VORLIEGENDER TEXTAUSZUG:
_ _ _ _ _ _ _

So stieg die Deutsche Bank bereits 1883 mit fast einem Viertel des Aktienkapitals bei der AEG ein – ein Engagement, das über Kriege und politische Wechsel hinweg bestehen bleiben sollte. Auch bei der Gründung von Mannesmann 1890 spielte die Deutsche Bank eine Rolle. Hinzu kamen nach der Krise 1873 bis 1879 Beteiligungen an Unternehmen, deren Kredite notleidend wurden und die in Eigenkapital umgewandelt wurden.

In dieser Zeit entwickelt sich auch die bestimmende Rolle des Netzwerks von Industrieunternehmen und Banken. Sie räumten |26|sich gegenseitig Beteiligungen und/oder Mandate in ihren Aufsichtsräten ein und vertrauten mehr auf kartellartige Abstimmung als auf den freien Wettbewerb. Die Elite des deutschen Kapitals stützte Bismarck bei seiner grundlegenden wirtschaftspolitischen Umorientierung, die von der freien Konkurrenz wegführte, hin zur Kooperation der größten Unternehmen und sogar zur direkten Einschränkung des Wettbewerbs über die Bildung von Kartellen. Die Spitzenverbände der deutschen Industrie setzten sich für Kartelle ein, die obersten deutschen Gerichte stützten diesen Kurs. Deutschlands Kapitalismus verlor seinen liberalen, weltoffenen Charakter und stärkte damit seine national-illiberalen Züge.

_ _ _ _ _ _ _

DATENAUSZUG:
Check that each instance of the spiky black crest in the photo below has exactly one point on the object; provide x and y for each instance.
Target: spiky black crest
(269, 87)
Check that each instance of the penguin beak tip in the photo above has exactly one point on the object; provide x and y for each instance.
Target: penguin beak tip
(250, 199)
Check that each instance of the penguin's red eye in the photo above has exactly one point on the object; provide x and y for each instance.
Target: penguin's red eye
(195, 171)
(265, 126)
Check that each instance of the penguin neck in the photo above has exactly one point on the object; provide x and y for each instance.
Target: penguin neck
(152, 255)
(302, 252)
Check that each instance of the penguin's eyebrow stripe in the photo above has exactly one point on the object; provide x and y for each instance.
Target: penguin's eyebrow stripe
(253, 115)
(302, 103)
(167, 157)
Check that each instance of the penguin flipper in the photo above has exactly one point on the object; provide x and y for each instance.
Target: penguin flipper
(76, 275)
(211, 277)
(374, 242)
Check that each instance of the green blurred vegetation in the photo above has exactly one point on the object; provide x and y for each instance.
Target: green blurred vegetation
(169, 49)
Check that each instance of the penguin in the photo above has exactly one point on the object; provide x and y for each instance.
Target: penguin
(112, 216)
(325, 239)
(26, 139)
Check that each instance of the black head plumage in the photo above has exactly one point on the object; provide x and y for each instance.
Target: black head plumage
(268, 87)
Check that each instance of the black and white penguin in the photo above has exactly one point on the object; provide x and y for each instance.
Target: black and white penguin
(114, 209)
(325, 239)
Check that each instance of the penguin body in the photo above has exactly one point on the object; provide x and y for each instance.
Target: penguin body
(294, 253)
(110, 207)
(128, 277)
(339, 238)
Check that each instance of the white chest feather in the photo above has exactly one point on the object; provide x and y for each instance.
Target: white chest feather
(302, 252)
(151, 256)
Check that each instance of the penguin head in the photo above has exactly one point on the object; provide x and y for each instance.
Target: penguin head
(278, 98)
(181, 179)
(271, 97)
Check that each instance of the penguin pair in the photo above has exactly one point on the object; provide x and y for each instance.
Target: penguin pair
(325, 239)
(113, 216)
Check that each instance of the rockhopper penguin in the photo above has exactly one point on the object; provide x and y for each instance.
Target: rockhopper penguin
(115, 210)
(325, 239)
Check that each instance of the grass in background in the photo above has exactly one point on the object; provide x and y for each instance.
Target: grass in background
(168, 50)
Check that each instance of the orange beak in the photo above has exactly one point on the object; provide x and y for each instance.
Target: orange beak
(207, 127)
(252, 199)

_ _ _ _ _ _ _

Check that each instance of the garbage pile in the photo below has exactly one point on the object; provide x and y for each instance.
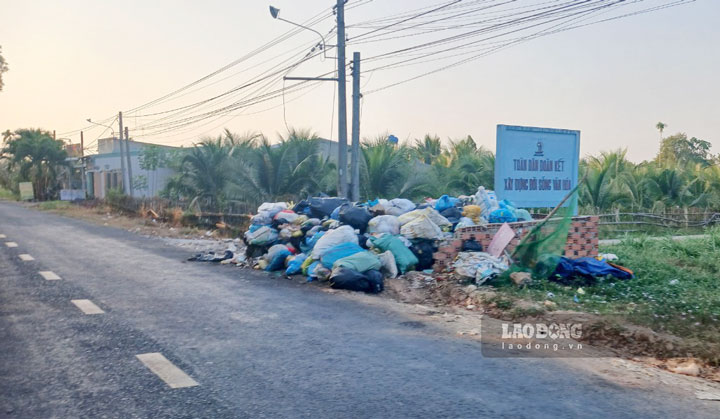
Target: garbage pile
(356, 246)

_ _ _ _ _ _ _

ARBEITSAUFTRAG: Schreibe den Text über die Deutsche Bank und die Kartellbildung vollständig und ohne jede Änderung nieder. Die Einträge spielen hierfür keine Rolle.

ENDGÜLTIGE ANTWORT:
So stieg die Deutsche Bank bereits 1883 mit fast einem Viertel des Aktienkapitals bei der AEG ein – ein Engagement, das über Kriege und politische Wechsel hinweg bestehen bleiben sollte. Auch bei der Gründung von Mannesmann 1890 spielte die Deutsche Bank eine Rolle. Hinzu kamen nach der Krise 1873 bis 1879 Beteiligungen an Unternehmen, deren Kredite notleidend wurden und die in Eigenkapital umgewandelt wurden.

In dieser Zeit entwickelt sich auch die bestimmende Rolle des Netzwerks von Industrieunternehmen und Banken. Sie räumten |26|sich gegenseitig Beteiligungen und/oder Mandate in ihren Aufsichtsräten ein und vertrauten mehr auf kartellartige Abstimmung als auf den freien Wettbewerb. Die Elite des deutschen Kapitals stützte Bismarck bei seiner grundlegenden wirtschaftspolitischen Umorientierung, die von der freien Konkurrenz wegführte, hin zur Kooperation der größten Unternehmen und sogar zur direkten Einschränkung des Wettbewerbs über die Bildung von Kartellen. Die Spitzenverbände der deutschen Industrie setzten sich für Kartelle ein, die obersten deutschen Gerichte stützten diesen Kurs. Deutschlands Kapitalismus verlor seinen liberalen, weltoffenen Charakter und stärkte damit seine national-illiberalen Züge.